» SELECTED EXCERPT
* Start *

State agency seeks more details from Hilcorp before deciding whether to keep company’s finances private

With a deadline looming, a state regulatory agency said Tuesday that it needs more time to decide on Hilcorp’s request to keep its financial records out of the public eye. The agency is also asking for more specifics on how releasing Hilcorp’s finances could hurt the private oil company.

Hilcorp’s push to keep its finances private is a central question in the biggest oil field deal in Alaska in years.

The Regulatory Commission of Alaska said it would push off the decision for a second month, until March 12, after extensive public comment on the $5.6 billion sale of BP’s Alaska assets to the smaller, privately owned company. The deal was announced in August, and the companies have said they hope to finalize it this spring.

The state agency is overseeing the portion of the deal involving the transfer of BP’s stake in the 800-mile trans-Alaska pipeline and related pipelines, which are vital to the state economy.

* End *

» STORED DATA
* Start *

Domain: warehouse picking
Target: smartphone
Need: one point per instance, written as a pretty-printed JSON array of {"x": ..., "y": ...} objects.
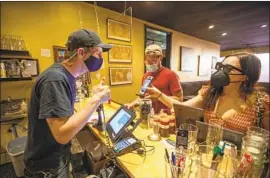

* End *

Please answer these questions from the Hilcorp article:
(a) Besides more time, what is the state agency asking Hilcorp for?
(b) What is the dollar value of the sale of BP's Alaska assets?
(c) How long is the trans-Alaska pipeline?
The lines above are separate material and are not part of the Hilcorp article.

(a) More specifics on how releasing Hilcorp's finances could hurt the company.
(b) $5.6 billion.
(c) 800 miles.